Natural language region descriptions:
------------------------

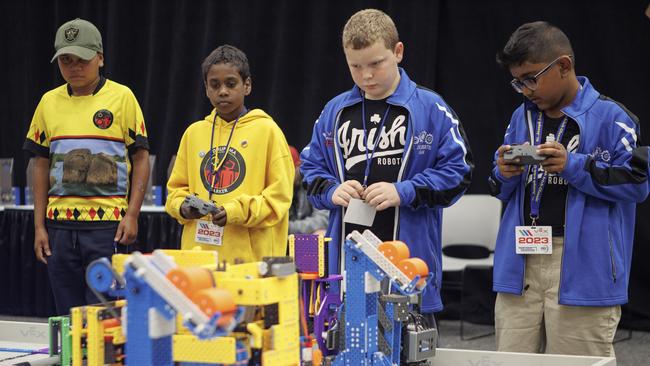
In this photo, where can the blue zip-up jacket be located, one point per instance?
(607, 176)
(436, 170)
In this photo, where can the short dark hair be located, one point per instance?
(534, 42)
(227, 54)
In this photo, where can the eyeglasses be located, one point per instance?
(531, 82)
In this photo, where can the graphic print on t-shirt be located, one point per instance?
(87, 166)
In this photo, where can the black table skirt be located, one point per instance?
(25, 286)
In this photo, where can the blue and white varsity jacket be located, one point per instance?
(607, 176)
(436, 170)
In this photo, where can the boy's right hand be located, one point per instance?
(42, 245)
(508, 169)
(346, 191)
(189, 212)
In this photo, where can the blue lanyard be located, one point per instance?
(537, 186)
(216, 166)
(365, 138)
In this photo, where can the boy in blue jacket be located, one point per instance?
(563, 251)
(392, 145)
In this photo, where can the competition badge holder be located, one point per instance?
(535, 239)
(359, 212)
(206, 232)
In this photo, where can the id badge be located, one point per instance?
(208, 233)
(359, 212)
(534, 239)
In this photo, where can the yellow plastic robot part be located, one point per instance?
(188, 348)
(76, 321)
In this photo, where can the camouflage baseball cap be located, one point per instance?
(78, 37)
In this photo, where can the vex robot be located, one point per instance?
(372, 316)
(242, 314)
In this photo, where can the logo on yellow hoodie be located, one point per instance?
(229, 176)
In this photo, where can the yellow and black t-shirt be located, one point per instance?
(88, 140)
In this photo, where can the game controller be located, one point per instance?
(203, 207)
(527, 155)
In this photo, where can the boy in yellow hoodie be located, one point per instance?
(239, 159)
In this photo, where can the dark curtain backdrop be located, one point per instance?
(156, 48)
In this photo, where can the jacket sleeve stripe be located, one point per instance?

------------------------

→ WORK REQUEST:
Take the line with "In this photo, where can the logo" and all lines after it through the end of the records, and write them out exactly; include nothing else.

→ RESULT OF THIS TASK:
In this photo, where can the logo on yellow hoodie be located, one point per instance?
(229, 176)
In this photo, where can the yellow and black t-shirt be located, one point per instance?
(88, 140)
In this photo, where can the game controller be located, one point per instance?
(203, 207)
(527, 155)
In this photo, where can the boy in yellow hoodie be located, one point per instance?
(239, 159)
In this photo, where can the dark curtain backdrop be located, one point per instance?
(156, 48)
In this photo, where can the jacket sleeve stripe be located, one point per instance?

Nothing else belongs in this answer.